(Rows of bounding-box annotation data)
□ □ □ □ □
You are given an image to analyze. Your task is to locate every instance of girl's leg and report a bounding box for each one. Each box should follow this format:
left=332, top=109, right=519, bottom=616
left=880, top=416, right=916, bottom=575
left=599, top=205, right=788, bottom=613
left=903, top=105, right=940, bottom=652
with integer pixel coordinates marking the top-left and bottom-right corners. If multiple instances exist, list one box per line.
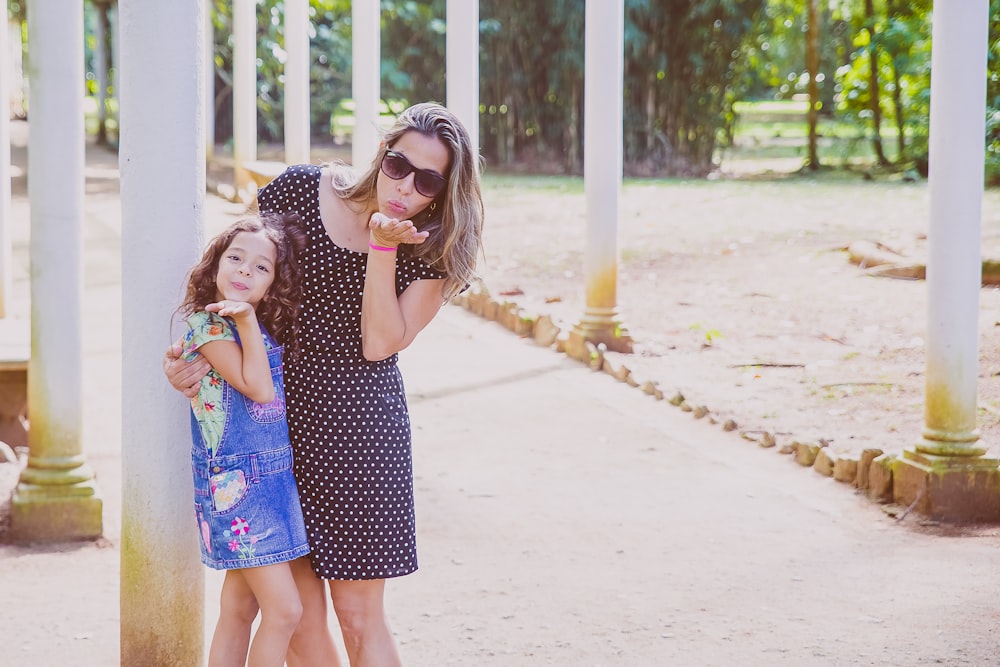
□ □ □ □ □
* _Exercise prompt_: Copy every row above back verbatim, omitting the pictures.

* _Solution to the exercise_:
You are given an image to analyze. Your task is to locate every instance of girl's leg and report a bounding box for each one. Each box should follow this format:
left=332, top=109, right=519, bottom=616
left=880, top=416, right=916, bottom=575
left=599, top=205, right=788, bottom=613
left=903, top=105, right=940, bottom=652
with integer pixel coordinates marking the top-left and bottom-right corners. If multiple instances exist, list one box per line.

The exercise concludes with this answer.